>> start

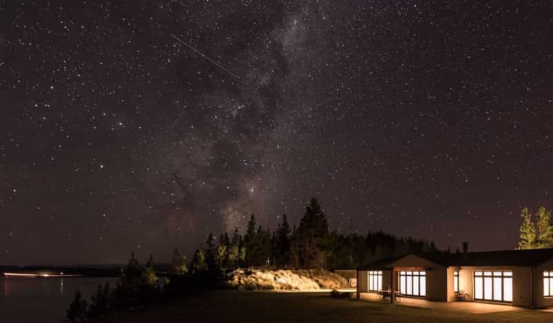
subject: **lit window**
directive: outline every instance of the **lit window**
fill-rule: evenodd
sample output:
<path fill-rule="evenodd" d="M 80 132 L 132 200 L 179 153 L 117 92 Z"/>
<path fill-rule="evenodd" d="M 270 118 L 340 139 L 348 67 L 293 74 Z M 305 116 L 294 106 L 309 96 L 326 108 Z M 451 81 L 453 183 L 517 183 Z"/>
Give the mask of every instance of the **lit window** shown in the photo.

>> end

**EXERCISE AIM**
Render the items above as a numbered list, one line per entry, with blank lines and the picture left out.

**RESPONSE**
1. subject: **lit window**
2. directive: outline every instance of the **lit window**
3. fill-rule: evenodd
4. sample output:
5. <path fill-rule="evenodd" d="M 80 132 L 132 200 L 179 153 L 117 92 Z"/>
6. <path fill-rule="evenodd" d="M 270 118 L 340 139 L 348 67 L 293 74 Z M 305 116 L 294 106 L 309 96 L 326 108 Z M 451 81 L 453 183 L 517 183 Z"/>
7. Give the mask of every instance of the **lit window** shown in the photo.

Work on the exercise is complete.